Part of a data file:

# # # # #

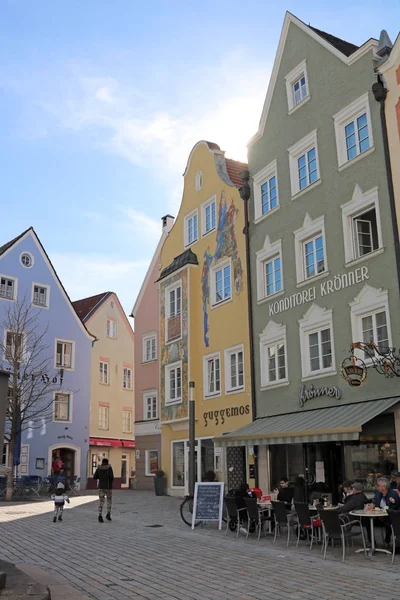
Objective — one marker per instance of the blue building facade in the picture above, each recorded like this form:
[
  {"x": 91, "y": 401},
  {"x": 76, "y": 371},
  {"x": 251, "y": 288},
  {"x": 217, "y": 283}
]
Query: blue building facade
[{"x": 27, "y": 276}]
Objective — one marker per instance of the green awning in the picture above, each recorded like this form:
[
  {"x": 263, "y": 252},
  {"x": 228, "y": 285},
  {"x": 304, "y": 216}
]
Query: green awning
[{"x": 335, "y": 424}]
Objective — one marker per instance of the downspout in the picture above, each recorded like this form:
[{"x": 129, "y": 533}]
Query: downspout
[
  {"x": 245, "y": 193},
  {"x": 380, "y": 93}
]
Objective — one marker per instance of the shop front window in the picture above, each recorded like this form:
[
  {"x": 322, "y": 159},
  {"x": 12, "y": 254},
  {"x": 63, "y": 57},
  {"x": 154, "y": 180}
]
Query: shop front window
[{"x": 178, "y": 464}]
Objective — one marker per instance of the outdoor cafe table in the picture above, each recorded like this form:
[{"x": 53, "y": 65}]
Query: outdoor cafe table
[{"x": 371, "y": 514}]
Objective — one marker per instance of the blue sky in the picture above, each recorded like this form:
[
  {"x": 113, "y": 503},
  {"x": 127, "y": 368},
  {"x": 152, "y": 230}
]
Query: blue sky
[{"x": 101, "y": 103}]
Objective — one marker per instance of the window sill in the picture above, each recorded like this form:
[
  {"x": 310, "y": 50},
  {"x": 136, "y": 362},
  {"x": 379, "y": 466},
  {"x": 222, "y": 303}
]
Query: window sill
[
  {"x": 267, "y": 214},
  {"x": 354, "y": 160},
  {"x": 311, "y": 280},
  {"x": 271, "y": 297},
  {"x": 273, "y": 386},
  {"x": 319, "y": 375},
  {"x": 361, "y": 259},
  {"x": 299, "y": 105},
  {"x": 307, "y": 189}
]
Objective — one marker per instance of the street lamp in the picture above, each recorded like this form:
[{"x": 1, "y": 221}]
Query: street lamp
[{"x": 192, "y": 438}]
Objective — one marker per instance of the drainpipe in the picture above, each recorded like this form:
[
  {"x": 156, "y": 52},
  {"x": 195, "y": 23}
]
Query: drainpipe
[
  {"x": 380, "y": 93},
  {"x": 245, "y": 193}
]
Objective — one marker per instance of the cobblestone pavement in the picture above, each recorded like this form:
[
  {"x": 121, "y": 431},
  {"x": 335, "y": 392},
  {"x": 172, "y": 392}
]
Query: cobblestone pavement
[{"x": 129, "y": 558}]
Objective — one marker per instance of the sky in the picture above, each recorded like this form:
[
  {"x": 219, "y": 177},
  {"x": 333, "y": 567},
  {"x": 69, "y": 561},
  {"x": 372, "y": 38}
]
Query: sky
[{"x": 101, "y": 103}]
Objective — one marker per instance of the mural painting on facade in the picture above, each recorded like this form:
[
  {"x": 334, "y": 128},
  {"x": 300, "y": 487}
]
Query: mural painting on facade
[
  {"x": 174, "y": 351},
  {"x": 226, "y": 247}
]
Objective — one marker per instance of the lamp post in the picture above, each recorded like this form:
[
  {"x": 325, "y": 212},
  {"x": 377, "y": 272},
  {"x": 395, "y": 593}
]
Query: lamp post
[{"x": 192, "y": 438}]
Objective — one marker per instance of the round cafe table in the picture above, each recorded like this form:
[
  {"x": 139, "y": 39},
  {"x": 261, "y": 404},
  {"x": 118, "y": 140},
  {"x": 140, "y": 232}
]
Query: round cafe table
[{"x": 371, "y": 514}]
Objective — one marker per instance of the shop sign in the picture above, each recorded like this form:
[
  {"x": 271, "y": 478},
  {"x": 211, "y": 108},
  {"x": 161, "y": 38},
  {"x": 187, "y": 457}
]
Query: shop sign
[
  {"x": 311, "y": 392},
  {"x": 338, "y": 282},
  {"x": 220, "y": 415}
]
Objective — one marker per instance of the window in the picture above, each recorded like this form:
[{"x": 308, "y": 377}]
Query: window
[
  {"x": 26, "y": 260},
  {"x": 221, "y": 283},
  {"x": 104, "y": 373},
  {"x": 316, "y": 342},
  {"x": 173, "y": 383},
  {"x": 234, "y": 369},
  {"x": 103, "y": 417},
  {"x": 361, "y": 224},
  {"x": 273, "y": 355},
  {"x": 173, "y": 299},
  {"x": 212, "y": 375},
  {"x": 370, "y": 319},
  {"x": 40, "y": 295},
  {"x": 8, "y": 288},
  {"x": 62, "y": 407},
  {"x": 310, "y": 253},
  {"x": 151, "y": 459},
  {"x": 14, "y": 346},
  {"x": 297, "y": 86},
  {"x": 127, "y": 378},
  {"x": 127, "y": 421},
  {"x": 63, "y": 354},
  {"x": 353, "y": 131},
  {"x": 191, "y": 228},
  {"x": 209, "y": 216},
  {"x": 111, "y": 328},
  {"x": 149, "y": 347},
  {"x": 303, "y": 160},
  {"x": 150, "y": 405},
  {"x": 266, "y": 197}
]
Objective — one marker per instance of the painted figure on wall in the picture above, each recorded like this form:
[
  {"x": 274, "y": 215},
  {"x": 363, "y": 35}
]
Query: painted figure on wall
[{"x": 226, "y": 247}]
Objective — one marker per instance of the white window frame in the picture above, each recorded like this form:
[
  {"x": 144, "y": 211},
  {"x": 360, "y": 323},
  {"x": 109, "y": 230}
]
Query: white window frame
[
  {"x": 227, "y": 364},
  {"x": 259, "y": 179},
  {"x": 270, "y": 251},
  {"x": 310, "y": 229},
  {"x": 368, "y": 302},
  {"x": 15, "y": 287},
  {"x": 147, "y": 462},
  {"x": 125, "y": 428},
  {"x": 218, "y": 267},
  {"x": 102, "y": 379},
  {"x": 204, "y": 206},
  {"x": 168, "y": 369},
  {"x": 149, "y": 337},
  {"x": 345, "y": 116},
  {"x": 272, "y": 335},
  {"x": 149, "y": 395},
  {"x": 206, "y": 359},
  {"x": 56, "y": 366},
  {"x": 315, "y": 319},
  {"x": 70, "y": 406},
  {"x": 291, "y": 78},
  {"x": 107, "y": 417},
  {"x": 111, "y": 327},
  {"x": 191, "y": 215},
  {"x": 302, "y": 147},
  {"x": 360, "y": 203},
  {"x": 126, "y": 380}
]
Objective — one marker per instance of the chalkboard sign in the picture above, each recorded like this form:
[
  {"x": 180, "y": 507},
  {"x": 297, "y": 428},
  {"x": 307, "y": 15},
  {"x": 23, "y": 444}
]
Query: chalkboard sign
[{"x": 208, "y": 502}]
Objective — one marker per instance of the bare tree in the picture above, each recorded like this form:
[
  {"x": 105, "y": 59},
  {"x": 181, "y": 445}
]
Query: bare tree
[{"x": 30, "y": 361}]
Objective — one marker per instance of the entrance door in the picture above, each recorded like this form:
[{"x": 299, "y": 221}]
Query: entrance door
[{"x": 125, "y": 470}]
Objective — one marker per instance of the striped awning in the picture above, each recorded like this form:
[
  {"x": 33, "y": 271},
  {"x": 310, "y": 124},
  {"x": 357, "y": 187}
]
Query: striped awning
[{"x": 335, "y": 424}]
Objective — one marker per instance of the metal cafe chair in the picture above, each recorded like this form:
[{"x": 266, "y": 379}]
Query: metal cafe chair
[
  {"x": 283, "y": 519},
  {"x": 334, "y": 528},
  {"x": 256, "y": 516},
  {"x": 307, "y": 522}
]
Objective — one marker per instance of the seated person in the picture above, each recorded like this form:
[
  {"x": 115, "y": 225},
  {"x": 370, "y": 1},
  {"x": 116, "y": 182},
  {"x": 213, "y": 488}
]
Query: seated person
[{"x": 354, "y": 501}]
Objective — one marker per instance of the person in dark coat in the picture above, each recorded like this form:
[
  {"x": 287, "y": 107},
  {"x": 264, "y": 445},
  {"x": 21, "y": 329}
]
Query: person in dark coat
[{"x": 105, "y": 476}]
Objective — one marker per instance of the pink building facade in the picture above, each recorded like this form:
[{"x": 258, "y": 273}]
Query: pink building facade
[{"x": 147, "y": 370}]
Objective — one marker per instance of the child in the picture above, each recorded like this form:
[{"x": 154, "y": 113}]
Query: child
[{"x": 60, "y": 498}]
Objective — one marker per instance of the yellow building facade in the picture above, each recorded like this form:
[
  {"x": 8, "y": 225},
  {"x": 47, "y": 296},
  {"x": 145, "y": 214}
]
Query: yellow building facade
[
  {"x": 111, "y": 393},
  {"x": 204, "y": 332}
]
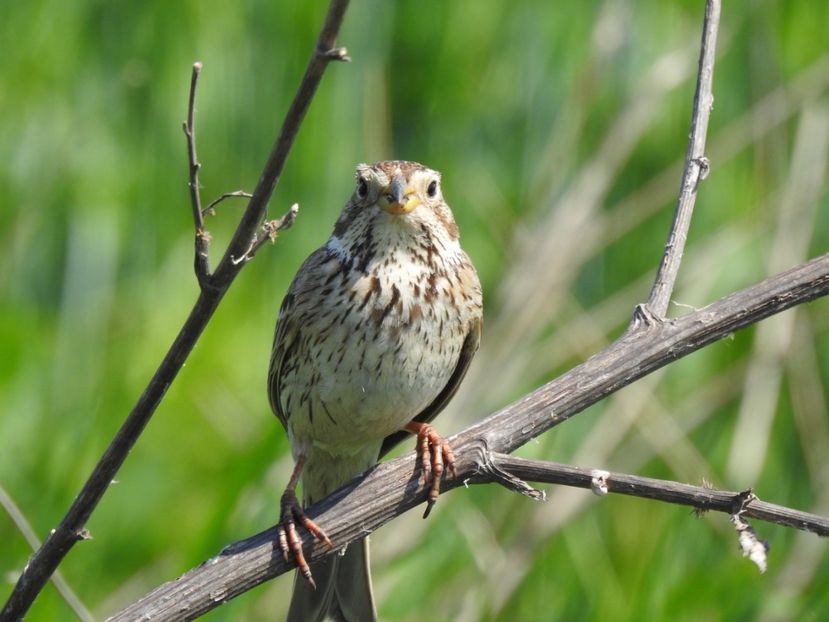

# # # # #

- **THE PROBLEM**
Pull out each line of the material above that contains the string "post", and copy those lines in their original order.

- **RIGHT ANSWER**
Objective — one marker per instance of the lamp post in the picture above, each recorded like this form:
Query: lamp post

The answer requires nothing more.